[Items from a data source]
--------------------

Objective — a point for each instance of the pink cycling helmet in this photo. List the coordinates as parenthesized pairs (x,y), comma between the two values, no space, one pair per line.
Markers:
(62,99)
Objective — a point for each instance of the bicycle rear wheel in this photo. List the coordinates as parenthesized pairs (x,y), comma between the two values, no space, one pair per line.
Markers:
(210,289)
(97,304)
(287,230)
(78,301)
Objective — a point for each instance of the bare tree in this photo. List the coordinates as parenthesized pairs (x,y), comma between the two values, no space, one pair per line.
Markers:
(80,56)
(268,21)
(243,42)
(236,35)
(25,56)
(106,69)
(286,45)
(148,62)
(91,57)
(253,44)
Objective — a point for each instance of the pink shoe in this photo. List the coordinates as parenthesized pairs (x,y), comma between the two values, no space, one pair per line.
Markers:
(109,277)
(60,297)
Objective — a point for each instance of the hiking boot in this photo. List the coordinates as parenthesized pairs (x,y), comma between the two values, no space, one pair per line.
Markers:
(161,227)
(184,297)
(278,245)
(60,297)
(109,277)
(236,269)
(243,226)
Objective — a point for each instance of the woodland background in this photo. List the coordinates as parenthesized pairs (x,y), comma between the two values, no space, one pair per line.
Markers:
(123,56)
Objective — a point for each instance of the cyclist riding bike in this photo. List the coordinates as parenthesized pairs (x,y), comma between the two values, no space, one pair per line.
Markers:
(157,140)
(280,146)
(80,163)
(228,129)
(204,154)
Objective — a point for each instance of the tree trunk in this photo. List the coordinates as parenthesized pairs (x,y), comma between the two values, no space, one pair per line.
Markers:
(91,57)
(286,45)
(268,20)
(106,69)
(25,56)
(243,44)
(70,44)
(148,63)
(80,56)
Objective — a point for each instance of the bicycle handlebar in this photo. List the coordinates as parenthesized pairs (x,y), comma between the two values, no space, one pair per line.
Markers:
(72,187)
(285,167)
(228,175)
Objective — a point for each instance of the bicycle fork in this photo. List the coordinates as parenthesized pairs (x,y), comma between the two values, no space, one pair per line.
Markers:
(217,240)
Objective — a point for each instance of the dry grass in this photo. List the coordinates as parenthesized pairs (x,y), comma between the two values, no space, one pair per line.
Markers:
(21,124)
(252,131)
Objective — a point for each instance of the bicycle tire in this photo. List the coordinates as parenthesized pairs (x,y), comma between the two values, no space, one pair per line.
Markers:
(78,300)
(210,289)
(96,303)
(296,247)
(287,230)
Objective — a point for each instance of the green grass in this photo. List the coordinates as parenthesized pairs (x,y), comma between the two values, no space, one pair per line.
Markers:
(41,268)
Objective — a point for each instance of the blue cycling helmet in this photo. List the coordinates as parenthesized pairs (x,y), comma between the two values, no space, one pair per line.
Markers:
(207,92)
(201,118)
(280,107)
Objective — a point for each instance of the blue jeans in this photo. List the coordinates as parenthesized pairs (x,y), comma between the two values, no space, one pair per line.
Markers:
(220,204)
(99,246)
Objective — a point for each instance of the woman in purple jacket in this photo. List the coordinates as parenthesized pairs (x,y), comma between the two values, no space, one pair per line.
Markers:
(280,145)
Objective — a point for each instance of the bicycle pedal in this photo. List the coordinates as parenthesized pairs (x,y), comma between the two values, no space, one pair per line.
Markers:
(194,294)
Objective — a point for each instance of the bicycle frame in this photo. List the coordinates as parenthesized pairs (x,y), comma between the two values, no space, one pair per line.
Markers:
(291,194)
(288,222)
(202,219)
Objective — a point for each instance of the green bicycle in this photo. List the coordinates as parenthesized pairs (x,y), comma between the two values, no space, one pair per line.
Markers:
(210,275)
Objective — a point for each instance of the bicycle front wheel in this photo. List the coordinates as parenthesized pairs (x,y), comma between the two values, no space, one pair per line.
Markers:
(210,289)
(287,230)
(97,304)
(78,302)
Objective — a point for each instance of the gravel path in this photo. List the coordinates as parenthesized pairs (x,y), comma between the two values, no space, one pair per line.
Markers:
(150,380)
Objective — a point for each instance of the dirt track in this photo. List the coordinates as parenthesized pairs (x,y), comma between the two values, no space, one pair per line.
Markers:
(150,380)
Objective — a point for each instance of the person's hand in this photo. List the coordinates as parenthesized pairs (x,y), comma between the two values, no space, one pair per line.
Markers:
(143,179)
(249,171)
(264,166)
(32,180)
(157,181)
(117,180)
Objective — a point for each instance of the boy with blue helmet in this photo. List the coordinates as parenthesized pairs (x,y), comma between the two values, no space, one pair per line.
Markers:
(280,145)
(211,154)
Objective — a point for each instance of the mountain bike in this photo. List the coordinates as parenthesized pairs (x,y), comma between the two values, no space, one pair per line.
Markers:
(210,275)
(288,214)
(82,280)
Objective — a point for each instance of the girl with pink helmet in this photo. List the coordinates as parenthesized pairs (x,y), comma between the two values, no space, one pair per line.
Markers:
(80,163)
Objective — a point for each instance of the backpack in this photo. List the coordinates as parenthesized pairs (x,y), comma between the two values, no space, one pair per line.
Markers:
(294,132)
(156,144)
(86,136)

--------------------

### Assigned task
Retype the records exactly.

### Output of the exercise
Objective — a point for each instance of the pink cycling helmet in this photo. List the coordinates as parenthesized pairs (x,y), comma between the two values, no space, one pair per line.
Markers:
(62,99)
Objective — a point for each instance of the bicycle rear wheel in this photo. List the coordinates as parenthesized pairs (x,y), comma between the two values, no space, one pair per line.
Markers:
(210,289)
(97,304)
(287,230)
(78,301)
Objective — a point for each instance of the bare tree in this photo. List the coordinates as parenthesized pairs (x,y), comma between the two values, no space, one pair per line.
Markers:
(80,56)
(268,21)
(243,42)
(236,35)
(25,56)
(106,69)
(286,45)
(148,62)
(91,57)
(253,44)
Objective — a point for each instance of the pink shoe in this photo. List the coordinates as parenthesized pairs (x,y), comma between the two values, no space, one pair per line.
Markers:
(109,277)
(60,297)
Objective — a point for each instance of the hiking boot in this photo. List the coordinates as parenthesized pairs (x,y), comma between the two values, no space, one pair per line.
Markers:
(161,227)
(184,297)
(278,245)
(60,297)
(109,277)
(236,269)
(243,226)
Objective — a point for each instance of the woodland background in this photo. List the coordinates as parenthesized pairs (x,y), comma between the two values, no space, one pair per line.
Markers:
(123,56)
Objective — a point for each instance of the cyclist riding bike in this photo. List the coordinates as parenthesized pairs (x,y), comma between the two values, no space, one pair per line.
Markers:
(157,140)
(280,146)
(80,163)
(228,129)
(204,154)
Objective — a point for each instance of the tree trunk in this photo. List the coordinates as parenthesized pairs (x,y), comma between the two values, no space, one pair per line.
Markers:
(91,57)
(286,45)
(268,20)
(106,69)
(25,56)
(243,44)
(70,44)
(148,63)
(80,56)
Objective — a point for each instance of the bicycle handlebar in this photo. List the coordinates as parenthesized pairs (x,y), comma between the two values, no space, one pair per line.
Markers:
(72,187)
(285,167)
(228,175)
Objective — a point for each instance of the bicycle fork in this photo. List the coordinates as parenthesized pairs (x,y), comma between the two values, no space, one pair per line.
Markers:
(217,240)
Objective — a point for each instance of the dry grass in this photo. List the coordinates as parenthesized pairs (x,y), comma between the two values, no space, one pair per line.
Markers:
(21,124)
(252,131)
Objective — a point for each instance of the bicycle tire in this photo. List the coordinates as parenthesized pairs (x,y), comma between the two values, no space, one pair per line.
Markers:
(78,300)
(210,289)
(96,303)
(296,247)
(287,230)
Objective — a point for each instance of the green grass in this photo. List the coordinates as parenthesized pairs (x,y), comma between the two values, no space, one pair per line.
Markers:
(41,268)
Objective — a point for each instance of the blue cycling helmet in this photo. List the coordinates as parenthesized pairs (x,y), comma between the two values, no space, one pair per line.
Markers:
(207,92)
(201,118)
(280,107)
Objective — a point for each instance of the blue jeans in this photo. List the coordinates as parenthesized pairs (x,y), comma between the two values, no space, one pair per line.
Markers:
(220,204)
(99,246)
Objective — a point for each instance of the woman in purple jacket in this photo. List the coordinates as parenthesized pairs (x,y), comma between the two values, no space, one pair per line.
Markers:
(280,145)
Objective — a point for each instance of the bicycle pedal in this photo. List the coordinates as parenthesized pairs (x,y), comma between the two values, no space, one pair per line.
Markers:
(194,294)
Objective — a point for each instance of the bicycle frame in this photo. List the coordinates as parenthesized pairs (x,y), comma between the two values, no space, one pair per line.
Markers:
(291,194)
(288,222)
(202,219)
Objective — a point for each instance of the green bicycle in this photo. List the coordinates as parenthesized pairs (x,y), comma between the two values, no space, one pair per line.
Markers:
(210,275)
Objective — a point for each instance of the bicycle front wheel in this photo. List the coordinates as parenthesized pairs (x,y), comma between the two values, no space, one pair per line.
Markers:
(210,289)
(287,230)
(97,304)
(78,302)
Objective — a point for each instance of the gravel path in this photo. List the coordinates as parenthesized pairs (x,y), comma between the two values, no space, one pair per line.
Markers:
(150,380)
Objective — a point for each instance of the dirt track in this photo. List the coordinates as parenthesized pairs (x,y), comma between the two values, no space, one pair per line.
Markers:
(150,380)
Objective — a point for each instance of the person's hand in this photo. List the coordinates as parenthesized pairs (x,y), comma between the two values, no space, one pair per line.
Markers:
(143,179)
(249,171)
(264,166)
(32,180)
(157,181)
(117,180)
Objective — a point for each instance of the boy with blue helmet in this photo. List the coordinates as parenthesized pairs (x,y), comma between the two values, no space, one pair per line.
Markers:
(280,145)
(211,154)
Objective — a point for each instance of the mountain bike in this photo. List the coordinates as parenthesized pairs (x,y), comma between the two values, no space, one pair per line.
Markers:
(210,275)
(288,214)
(82,280)
Objective — a point for each instance of the girl with pink helmet in this photo. List the coordinates as parenthesized pairs (x,y), comma between the two values, no space, one pair per line.
Markers:
(80,163)
Objective — a point for each instance of the backpack in this photo. List the coordinates as parenthesized pairs (x,y), comma between the two values, no space, one pair per line.
Markers:
(294,132)
(156,144)
(86,136)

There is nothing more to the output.